Tradução por Stephanie Borges.


O compromisso é inerente a qualquer relacionamento genuinamente amoroso. Qualquer um que esteja realmente preocupado com o crescimento espiritual do outro sabe, consciente ou instintivamente, que só pode alimentar esse crescimento através de um relacionamento constante. – M. Scott Peck

O compromisso de dizer a verdade estabelece os fundamentos para a abertura e a honestidade, que são a pulsação do amor. Quando podemos nos ver como realmente somos, e nos aceitamos, construímos os fundamentos necessários para o amor-próprio. Todos já ouvimos a máxima: “Se você não se ama, não poderá amar mais ninguém”. Soa bem. No entanto, é muito comum sentirmos certo grau de confusão ao ouvir essa afirmação. A confusão surge pois a maioria das pessoas que pensam não serem dignas de receber amor tem essa percepção porque, em algum momento de sua vida, foi socializada por forças fora de seu controle para se ver indigna de amor. Nós não nascemos sabendo como amar alguém, quer se trate de nós mesmos ou de outra pessoa. Contudo, nascemos capazes de reagir ao carinho. Conforme crescemos, podemos dar e receber atenção, afeição e alegria. Aprender como nos amar e como amar os outros dependerá da existência de um ambiente amoroso.

________

Problema 1: No trecho sobre amor-próprio, o que estabelece os fundamentos para a abertura e a honestidade?
Problema 2: Segundo o trecho sobre amor-próprio, o que podemos dar e receber conforme crescemos? Liste todos os itens.

[Linhas do conjunto de dados]
________

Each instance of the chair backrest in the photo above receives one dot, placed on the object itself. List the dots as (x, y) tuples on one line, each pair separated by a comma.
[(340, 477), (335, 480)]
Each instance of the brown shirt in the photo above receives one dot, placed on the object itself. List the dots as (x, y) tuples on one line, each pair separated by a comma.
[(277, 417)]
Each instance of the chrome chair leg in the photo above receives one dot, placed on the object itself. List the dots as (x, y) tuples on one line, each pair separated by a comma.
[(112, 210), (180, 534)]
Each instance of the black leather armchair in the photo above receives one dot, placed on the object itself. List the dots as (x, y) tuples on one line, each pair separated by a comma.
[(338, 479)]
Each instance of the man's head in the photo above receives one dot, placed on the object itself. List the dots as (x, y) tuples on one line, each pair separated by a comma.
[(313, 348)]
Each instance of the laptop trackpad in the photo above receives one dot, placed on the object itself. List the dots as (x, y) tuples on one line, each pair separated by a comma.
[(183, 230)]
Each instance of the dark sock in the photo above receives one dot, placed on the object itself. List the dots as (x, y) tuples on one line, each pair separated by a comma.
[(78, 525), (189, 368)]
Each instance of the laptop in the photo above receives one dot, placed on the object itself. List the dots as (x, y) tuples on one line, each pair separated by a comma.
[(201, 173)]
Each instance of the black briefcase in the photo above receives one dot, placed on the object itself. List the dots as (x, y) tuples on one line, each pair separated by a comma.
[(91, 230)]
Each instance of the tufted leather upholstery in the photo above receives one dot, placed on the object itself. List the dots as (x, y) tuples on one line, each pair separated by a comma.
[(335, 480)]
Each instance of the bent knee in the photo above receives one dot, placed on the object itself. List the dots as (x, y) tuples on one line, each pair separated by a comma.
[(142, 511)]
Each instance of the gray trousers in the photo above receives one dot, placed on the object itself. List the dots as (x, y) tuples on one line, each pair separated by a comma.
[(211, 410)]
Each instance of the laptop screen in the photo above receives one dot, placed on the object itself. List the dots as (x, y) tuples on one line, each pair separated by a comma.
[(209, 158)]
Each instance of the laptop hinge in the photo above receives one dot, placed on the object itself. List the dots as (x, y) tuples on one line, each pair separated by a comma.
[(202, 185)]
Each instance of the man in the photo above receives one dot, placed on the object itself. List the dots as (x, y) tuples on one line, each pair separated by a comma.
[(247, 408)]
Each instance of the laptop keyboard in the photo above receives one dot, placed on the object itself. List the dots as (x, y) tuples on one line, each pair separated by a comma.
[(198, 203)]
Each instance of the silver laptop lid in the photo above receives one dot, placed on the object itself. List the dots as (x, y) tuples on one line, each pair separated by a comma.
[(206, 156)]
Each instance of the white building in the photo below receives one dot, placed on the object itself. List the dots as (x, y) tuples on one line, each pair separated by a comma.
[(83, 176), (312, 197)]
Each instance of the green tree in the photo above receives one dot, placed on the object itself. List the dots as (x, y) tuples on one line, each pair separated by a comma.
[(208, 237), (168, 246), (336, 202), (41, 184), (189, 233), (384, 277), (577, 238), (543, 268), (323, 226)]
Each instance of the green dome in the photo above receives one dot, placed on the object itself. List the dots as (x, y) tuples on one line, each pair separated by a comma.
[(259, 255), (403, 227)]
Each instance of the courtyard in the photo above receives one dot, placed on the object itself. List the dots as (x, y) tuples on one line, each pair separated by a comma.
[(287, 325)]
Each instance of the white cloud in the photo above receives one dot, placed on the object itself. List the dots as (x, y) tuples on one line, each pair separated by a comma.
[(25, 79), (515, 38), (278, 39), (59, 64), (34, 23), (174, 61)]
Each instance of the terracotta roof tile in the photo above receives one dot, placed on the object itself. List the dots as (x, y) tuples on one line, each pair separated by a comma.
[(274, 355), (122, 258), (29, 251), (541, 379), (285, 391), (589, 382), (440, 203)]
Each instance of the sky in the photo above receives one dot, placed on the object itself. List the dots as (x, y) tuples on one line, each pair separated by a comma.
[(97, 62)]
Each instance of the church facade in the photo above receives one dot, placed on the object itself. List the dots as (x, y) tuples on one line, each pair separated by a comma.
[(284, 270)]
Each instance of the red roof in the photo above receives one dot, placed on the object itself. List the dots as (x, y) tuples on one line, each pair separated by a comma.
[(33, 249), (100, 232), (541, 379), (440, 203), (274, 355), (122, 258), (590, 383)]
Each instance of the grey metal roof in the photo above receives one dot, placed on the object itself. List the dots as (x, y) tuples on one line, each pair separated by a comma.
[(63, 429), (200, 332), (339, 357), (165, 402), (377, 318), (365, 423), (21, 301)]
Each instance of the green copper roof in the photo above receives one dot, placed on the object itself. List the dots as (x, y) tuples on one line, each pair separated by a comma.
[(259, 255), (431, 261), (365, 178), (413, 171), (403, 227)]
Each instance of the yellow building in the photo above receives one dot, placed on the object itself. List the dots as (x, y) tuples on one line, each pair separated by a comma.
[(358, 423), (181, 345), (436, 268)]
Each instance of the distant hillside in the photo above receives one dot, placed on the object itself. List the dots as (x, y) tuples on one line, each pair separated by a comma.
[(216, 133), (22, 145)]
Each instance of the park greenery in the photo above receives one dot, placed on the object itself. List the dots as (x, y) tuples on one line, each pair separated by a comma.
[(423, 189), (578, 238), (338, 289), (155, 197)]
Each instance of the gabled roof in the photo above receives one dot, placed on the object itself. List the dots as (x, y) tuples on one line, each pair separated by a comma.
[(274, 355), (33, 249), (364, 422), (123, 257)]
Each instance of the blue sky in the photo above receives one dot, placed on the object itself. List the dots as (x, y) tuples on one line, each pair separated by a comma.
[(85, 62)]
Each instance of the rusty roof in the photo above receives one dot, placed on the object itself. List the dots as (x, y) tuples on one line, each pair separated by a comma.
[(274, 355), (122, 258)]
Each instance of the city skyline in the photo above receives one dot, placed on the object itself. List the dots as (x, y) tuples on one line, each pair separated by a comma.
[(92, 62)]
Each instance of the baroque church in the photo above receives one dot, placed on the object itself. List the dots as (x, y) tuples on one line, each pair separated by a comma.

________

Resposta esperada 1: O compromisso de dizer a verdade.

Resposta esperada 2: Atenção, afeição e alegria.